WHAT YOU NEED TO DO — Copy out the rows below, swapping "that would help" for "it would be useful" wherever it occurs and leaving everything else unchanged.

TASK DATA —

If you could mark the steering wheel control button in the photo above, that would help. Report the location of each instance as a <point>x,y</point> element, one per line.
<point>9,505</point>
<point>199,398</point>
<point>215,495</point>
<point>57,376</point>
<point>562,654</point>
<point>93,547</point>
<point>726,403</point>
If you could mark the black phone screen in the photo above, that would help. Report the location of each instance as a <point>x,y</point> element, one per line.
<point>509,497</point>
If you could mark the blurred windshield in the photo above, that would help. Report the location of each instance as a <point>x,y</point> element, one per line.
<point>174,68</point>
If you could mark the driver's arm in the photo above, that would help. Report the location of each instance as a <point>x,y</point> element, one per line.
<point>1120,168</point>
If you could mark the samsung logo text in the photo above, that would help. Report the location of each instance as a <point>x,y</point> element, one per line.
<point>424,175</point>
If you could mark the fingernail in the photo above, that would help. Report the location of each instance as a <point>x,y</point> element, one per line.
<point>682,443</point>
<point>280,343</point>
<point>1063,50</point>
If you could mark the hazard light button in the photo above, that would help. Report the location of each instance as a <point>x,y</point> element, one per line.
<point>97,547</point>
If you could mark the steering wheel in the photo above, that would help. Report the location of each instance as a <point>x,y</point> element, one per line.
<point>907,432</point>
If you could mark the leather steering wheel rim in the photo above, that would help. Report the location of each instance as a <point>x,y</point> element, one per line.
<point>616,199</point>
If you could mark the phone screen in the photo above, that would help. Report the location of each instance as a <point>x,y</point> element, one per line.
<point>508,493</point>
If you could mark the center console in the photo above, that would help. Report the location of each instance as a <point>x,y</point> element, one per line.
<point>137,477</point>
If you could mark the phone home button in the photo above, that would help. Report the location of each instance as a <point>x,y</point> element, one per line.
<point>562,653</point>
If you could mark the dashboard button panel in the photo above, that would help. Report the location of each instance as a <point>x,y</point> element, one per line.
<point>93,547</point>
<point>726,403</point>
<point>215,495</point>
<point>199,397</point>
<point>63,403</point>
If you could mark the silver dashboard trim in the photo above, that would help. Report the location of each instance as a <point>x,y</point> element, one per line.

TASK RESULT —
If you could mark the steering wheel control button in the photo above, it would be useful. Report the location of each instance as a <point>x,y</point> element, one per line.
<point>9,505</point>
<point>199,398</point>
<point>215,495</point>
<point>57,376</point>
<point>562,654</point>
<point>93,547</point>
<point>726,403</point>
If you could mark the black phone screen in the photo above, it would be useful. Report the location of each instance as a <point>x,y</point> element, one per line.
<point>509,497</point>
If you could mark the blurred windshield in the photo above, it would be useful. Report the location of each instance as a <point>x,y</point> element, one per line.
<point>174,68</point>
If you could mark the driver's arm in the photo above, it would be useful. Report the location of each instance as a <point>x,y</point> element, one per line.
<point>1120,168</point>
If you could mark the samsung logo text in the photo above, it would be useful. Report the location of each instance as a <point>x,y</point> element, one per line.
<point>424,175</point>
If you could mark the fingernail in the photo above, it would be useful. Report the location of each instance as a <point>x,y</point> element, one per line.
<point>682,443</point>
<point>280,343</point>
<point>1063,50</point>
If you could mark the hazard light button in the photo above, it would be useful. Report the location of each instance as a <point>x,y</point> element, one per line.
<point>97,547</point>
If you could mark the steering wheel in the photo above, it would be useful. Report the location of each instance as a <point>x,y</point> element, one per line.
<point>907,432</point>
If you could mark the leather steering wheel rim in the photo above, it would be useful. Report the location of each instance as a <point>x,y</point> element, one per line.
<point>616,199</point>
If you could mark the phone screen in the photo above, it would be useful. Report the location of each instance as a <point>x,y</point> element, one per line.
<point>508,493</point>
If you could mark the center console in the photo above, it would be useful. Report the location of each instance as a <point>x,y</point> element, one per line.
<point>137,477</point>
If you could mark the phone home button in the photo above, it would be useful. Report the location of each instance as a <point>x,y</point> element, one per line.
<point>562,653</point>
If you could mark the dashboard button panel in the photo above, it would be useful. Report the location of each instance as a <point>x,y</point> element, one per line.
<point>93,547</point>
<point>726,403</point>
<point>215,495</point>
<point>199,397</point>
<point>63,403</point>
If you could mark the silver dashboard trim in the photo above, it would be useful. Report the location of each instance as a <point>x,y</point> element, one per line.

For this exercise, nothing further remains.